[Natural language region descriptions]
▽

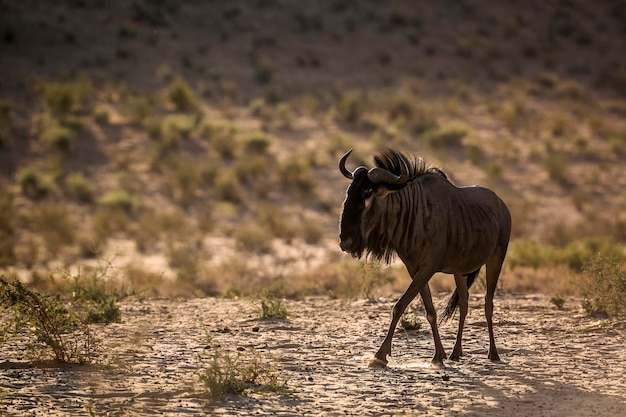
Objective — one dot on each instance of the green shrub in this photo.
(227, 372)
(186, 179)
(47, 322)
(58, 137)
(80, 188)
(410, 320)
(258, 143)
(176, 127)
(604, 286)
(62, 98)
(180, 95)
(101, 115)
(271, 307)
(32, 182)
(118, 199)
(447, 137)
(558, 301)
(253, 239)
(138, 109)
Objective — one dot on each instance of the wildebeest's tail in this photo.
(453, 302)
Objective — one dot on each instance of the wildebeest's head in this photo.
(366, 186)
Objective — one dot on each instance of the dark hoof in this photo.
(377, 363)
(437, 364)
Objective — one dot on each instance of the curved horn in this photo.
(380, 175)
(342, 166)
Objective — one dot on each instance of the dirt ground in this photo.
(554, 363)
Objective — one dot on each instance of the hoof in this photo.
(377, 363)
(437, 364)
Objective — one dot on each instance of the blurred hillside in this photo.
(200, 138)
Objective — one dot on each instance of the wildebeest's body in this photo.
(433, 226)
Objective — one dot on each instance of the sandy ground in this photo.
(554, 363)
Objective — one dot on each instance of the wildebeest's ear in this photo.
(382, 191)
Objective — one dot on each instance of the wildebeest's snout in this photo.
(345, 244)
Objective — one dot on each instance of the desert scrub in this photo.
(225, 372)
(271, 307)
(62, 98)
(351, 106)
(253, 239)
(557, 300)
(446, 137)
(603, 286)
(181, 96)
(410, 320)
(94, 293)
(47, 323)
(32, 182)
(55, 224)
(79, 188)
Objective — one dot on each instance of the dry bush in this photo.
(181, 96)
(62, 98)
(47, 322)
(603, 286)
(33, 182)
(79, 188)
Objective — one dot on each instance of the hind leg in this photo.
(431, 316)
(494, 266)
(461, 287)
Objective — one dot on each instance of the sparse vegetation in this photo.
(410, 320)
(558, 301)
(48, 322)
(603, 286)
(248, 156)
(271, 307)
(223, 371)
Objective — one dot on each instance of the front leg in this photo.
(419, 281)
(431, 316)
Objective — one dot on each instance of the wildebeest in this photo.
(403, 207)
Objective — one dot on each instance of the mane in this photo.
(380, 241)
(392, 161)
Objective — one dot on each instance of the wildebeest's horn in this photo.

△

■ **About this task**
Although the records above contain pictures, only their text is to be repeated, exactly as given.

■ **Response to this task**
Objective — one dot on each instance of the green shrub in this photo.
(227, 372)
(186, 179)
(47, 322)
(58, 137)
(80, 188)
(410, 320)
(258, 143)
(176, 127)
(604, 286)
(62, 98)
(180, 95)
(101, 115)
(271, 307)
(32, 182)
(118, 199)
(447, 137)
(558, 301)
(253, 239)
(138, 109)
Objective — one dot on each instance of the wildebeest's tail in this photo.
(453, 302)
Objective — one dot on each instance of the wildebeest's head in this photo.
(366, 186)
Objective — one dot on each instance of the dark hoof in this photo.
(377, 363)
(437, 364)
Objective — one dot on each instance of the curved horn in this photo.
(380, 175)
(342, 166)
Objective — one dot on each instance of the dirt ground in this photo.
(554, 363)
Objective — one dot on each instance of the hoof in this photo.
(377, 363)
(437, 364)
Objective — one dot on each instance of the blurred hillside in this photo.
(200, 138)
Objective — one dot on each instance of the wildebeest's body in this photo.
(433, 226)
Objective — one dot on each instance of the sandy ground in this photo.
(554, 363)
Objective — one dot on each instance of the wildebeest's ear in this photo.
(382, 191)
Objective — one dot on each instance of the wildebeest's snout in this photo.
(345, 244)
Objective — one dot on each instance of the desert scrub in this photo.
(225, 372)
(271, 307)
(62, 98)
(351, 106)
(253, 239)
(557, 300)
(446, 137)
(603, 286)
(181, 96)
(410, 320)
(94, 293)
(47, 323)
(32, 182)
(55, 224)
(79, 188)
Objective — one dot on each instance of the dry bush in this photo.
(181, 96)
(62, 98)
(47, 322)
(603, 286)
(33, 182)
(79, 188)
Objective — one dot on each instance of the hind leg in this photo.
(431, 316)
(494, 266)
(461, 287)
Objective — one dot on each instance of the sparse vegetation in this photo.
(410, 320)
(558, 301)
(48, 322)
(603, 286)
(248, 156)
(271, 307)
(223, 371)
Objective — one dot on each instance of the front leg in this photo.
(419, 281)
(431, 316)
Objective — one dot on each instance of the wildebeest in this photo.
(403, 207)
Objective — one dot on each instance of the mane in this photo.
(380, 241)
(392, 161)
Objective — one dot on each instance of the wildebeest's horn in this photo.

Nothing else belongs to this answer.